Weil es in Deutschland zwar zu warm ist, in Rußland aber zu kalt, weil in Frankreich zwar kein Schnee fällt, dafür aber in China reichlich liegt, verlieren die Klimakatastrophenforscher jetzt doch mal die Geduld mit dem Untergang. Alles geht viel zu langsam, wegen ausbleibender Tsunamis und zugefrorener Buchten in Grönland lässt sich selbst eine Merkel-Reise zu den sterbenden Eisbären derzeit nur schwer organisieren.
Neue Horrormeldungen werden deshalb kurzerhand im Labor hergestellt: Das Potsdam- Instituts für Klimafolgenforschung hat jetzt gemeinsam mit britischen Wissenschaftlern eine Umfrage gemacht und dabei neun klimaverschärfende Vermutungen destillieren können. Prof. Hans Joachim Schellnhuber, als Berater der Bundeskanzlerin mit einer Vorhersage von "sieben Meter Meeresspiegelanstieg mindestens" legendär geworden, und sein Mitarbeiter Prof. Stefan Rahmstorf haben 52 Berufskollegen befragt und "die Ergebnisse eines Workshops mit 36 führenden Klimaforschern im Oktober 2005 in der britischen Botschaft in Berlin analysiert". Und auf diesem Weg neun Punkte auf der Erde identifiziert, an denen das Klima "schneller kippen könnte als bislang erwartet".
Zwar, das geben die Forscher durchaus zu, können "die heutigen Modelle das beobachtete Abschmelzen der Gletscher nicht genau erfassen." Aber hält sie das von Prognosen ab? Nein, man muss doch nicht wissen, wieviel Benzin im Tank ist, um prognostizieren zu können, dass die Karre irgendwann stehenbleiben wird.
Also frisch ans Werk: "Wird aber die kritische Grenze von drei Grad Celsius lokaler Erwärmung überschritten, könnte der Eisschild schlimmstenfalls schon innerhalb von 300 Jahren abschmelzen." Sie können also das reale, heutige Abschmelzen nicht erfassen. Aber sie wissen, was in spätestens 300 Jahren daraus folgt, wenn die in der Umfragelotterie gezogene "Grenze von drei Grad" überschritten wird: "Dies würde den Meeresspiegel um bis zu sieben Meter ansteigen lassen."
Zumindest "könnte". Und um "bis zu". In "spätestens 300 Jahren". Wissenschaft im Womöglich-Modus. Die Katastrophe im zurückhaltenden Konjunktiv, der Untergang als Meinungsumfrage, aber mit durchaus erwartbarem Tenor: Schon in zehn Jahren "könnte" die Arktis im Sommer eisfrei sein. Damit "könnte" sich schlagartig die Erderwärmung beschleunigen. Bereits in einem Jahr "könnte" die atmosphärische Zirkulation über Indien so sehr aus dem Ruder laufen, dass der Monsunregen chaotisch wird. Auch die Borealwälder im Norden der Erde "könnten" den Forschern zufolge bei drei bis fünf Grad Erwärmung durch Trockenheit, Sommerhitze und Krankheiten innerhalb von 50 Jahren größtenteils absterben, der Regenwald im Amazonas durch Entwaldung und Erwärmung derart geschädigt, dass er "nach Modellaussagen" in dieser Zeitspanne ebenfalls großflächig zerstört sein "könnte".

Gespeicherte Dateneinträge
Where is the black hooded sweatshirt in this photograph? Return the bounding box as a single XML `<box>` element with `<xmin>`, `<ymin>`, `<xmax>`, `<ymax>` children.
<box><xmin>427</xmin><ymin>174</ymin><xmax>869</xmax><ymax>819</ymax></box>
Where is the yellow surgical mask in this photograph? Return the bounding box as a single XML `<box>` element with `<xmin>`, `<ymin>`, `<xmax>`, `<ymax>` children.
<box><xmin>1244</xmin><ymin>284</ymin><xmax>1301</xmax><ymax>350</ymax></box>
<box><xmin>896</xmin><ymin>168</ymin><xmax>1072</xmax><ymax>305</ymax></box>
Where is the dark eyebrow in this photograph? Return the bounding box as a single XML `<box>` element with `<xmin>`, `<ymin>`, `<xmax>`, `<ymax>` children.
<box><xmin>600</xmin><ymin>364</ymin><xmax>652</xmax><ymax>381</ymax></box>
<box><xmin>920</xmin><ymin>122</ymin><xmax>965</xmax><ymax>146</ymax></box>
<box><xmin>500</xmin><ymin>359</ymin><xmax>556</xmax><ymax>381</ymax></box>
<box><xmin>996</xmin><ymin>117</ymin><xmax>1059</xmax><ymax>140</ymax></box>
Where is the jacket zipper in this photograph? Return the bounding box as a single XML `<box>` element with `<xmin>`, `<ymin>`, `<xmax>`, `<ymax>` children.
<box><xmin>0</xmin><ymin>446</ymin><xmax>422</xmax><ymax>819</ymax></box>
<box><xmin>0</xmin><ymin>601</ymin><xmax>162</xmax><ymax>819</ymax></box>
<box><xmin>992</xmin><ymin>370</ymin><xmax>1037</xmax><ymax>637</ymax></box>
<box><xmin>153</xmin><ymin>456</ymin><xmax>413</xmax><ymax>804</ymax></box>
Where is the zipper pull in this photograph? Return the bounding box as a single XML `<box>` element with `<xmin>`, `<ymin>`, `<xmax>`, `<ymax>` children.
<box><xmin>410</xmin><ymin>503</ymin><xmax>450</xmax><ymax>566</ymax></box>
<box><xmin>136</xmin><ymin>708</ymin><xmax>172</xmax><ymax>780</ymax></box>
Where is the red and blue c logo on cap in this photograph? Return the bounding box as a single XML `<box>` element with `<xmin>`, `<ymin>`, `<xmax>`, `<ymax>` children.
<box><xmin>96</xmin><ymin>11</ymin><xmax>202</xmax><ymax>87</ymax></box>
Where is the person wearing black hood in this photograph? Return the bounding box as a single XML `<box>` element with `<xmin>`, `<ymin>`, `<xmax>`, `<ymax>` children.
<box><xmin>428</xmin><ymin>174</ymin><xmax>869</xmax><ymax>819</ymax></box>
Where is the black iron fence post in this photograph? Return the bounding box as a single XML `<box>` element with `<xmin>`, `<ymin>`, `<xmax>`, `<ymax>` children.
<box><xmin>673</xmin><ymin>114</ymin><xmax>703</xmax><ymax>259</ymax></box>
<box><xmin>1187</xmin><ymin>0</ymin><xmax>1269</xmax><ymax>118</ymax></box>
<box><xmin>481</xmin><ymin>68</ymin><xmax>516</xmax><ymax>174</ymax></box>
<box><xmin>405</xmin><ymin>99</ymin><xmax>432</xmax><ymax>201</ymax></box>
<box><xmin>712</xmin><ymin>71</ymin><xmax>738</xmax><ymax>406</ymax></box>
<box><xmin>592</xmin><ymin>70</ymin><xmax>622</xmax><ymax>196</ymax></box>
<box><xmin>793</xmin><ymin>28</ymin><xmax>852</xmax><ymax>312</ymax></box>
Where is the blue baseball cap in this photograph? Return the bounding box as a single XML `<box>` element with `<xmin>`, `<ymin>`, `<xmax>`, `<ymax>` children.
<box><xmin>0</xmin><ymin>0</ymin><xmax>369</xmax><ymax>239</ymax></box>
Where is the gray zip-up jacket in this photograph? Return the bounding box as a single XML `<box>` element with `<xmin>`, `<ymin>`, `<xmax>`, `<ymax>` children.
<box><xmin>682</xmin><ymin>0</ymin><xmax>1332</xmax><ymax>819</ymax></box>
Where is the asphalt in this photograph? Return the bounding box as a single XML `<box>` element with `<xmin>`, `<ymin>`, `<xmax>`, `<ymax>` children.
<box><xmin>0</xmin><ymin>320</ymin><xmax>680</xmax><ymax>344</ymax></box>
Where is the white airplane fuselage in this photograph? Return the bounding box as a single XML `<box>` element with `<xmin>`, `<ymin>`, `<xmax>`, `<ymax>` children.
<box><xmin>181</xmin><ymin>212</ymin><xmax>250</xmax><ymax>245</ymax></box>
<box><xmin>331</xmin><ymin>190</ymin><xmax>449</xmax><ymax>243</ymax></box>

§ **ARBEITSAUFTRÄGE**:
a) Nennen Sie alle Personen, die im Text über die Klimafolgenforschung mit Namen erwähnt werden.
b) Führen Sie den Text über die Klimafolgenforschung im gleichen spöttischen Ton ab dem letzten Satz weiter.
Die Datensätze sind dafür ohne Belang.

§ **GELÖSTE AUFGABEN**:
a) Merkel, Hans Joachim Schellnhuber, Stefan Rahmstorf

b)
Modellaussagen sind wohl soetwas wie Aussagen, die man mal so macht, im Maßstab 50:1 oder auch 500:1, man weiß es nicht genau. Genau aber weiß man, dass "weitere "Tipping Points" genannte Schaltstellen für das Erdklima" sind der Umfrage zufolge die Sahara, die Sahelzone und die Region südlich davon sind. Wobei irgendwie nicht klar ist, ob die denn trockener oder feuchter werden als bislang, aber sie könnten und sie werden irgendwas werden - mit ziemlicher Sicherheit sogar anders als erwartet. Dazu kommen das Klimaphänomen El Niño, der indische Sommermonsun und der große Wasserkreislauf im Atlantik - hier wird gar nicht mehr genau gesagt, ob wärmer, kälter, feuchter oder weißnicht. Aber ändert sich hier etwas, ändert sich alles.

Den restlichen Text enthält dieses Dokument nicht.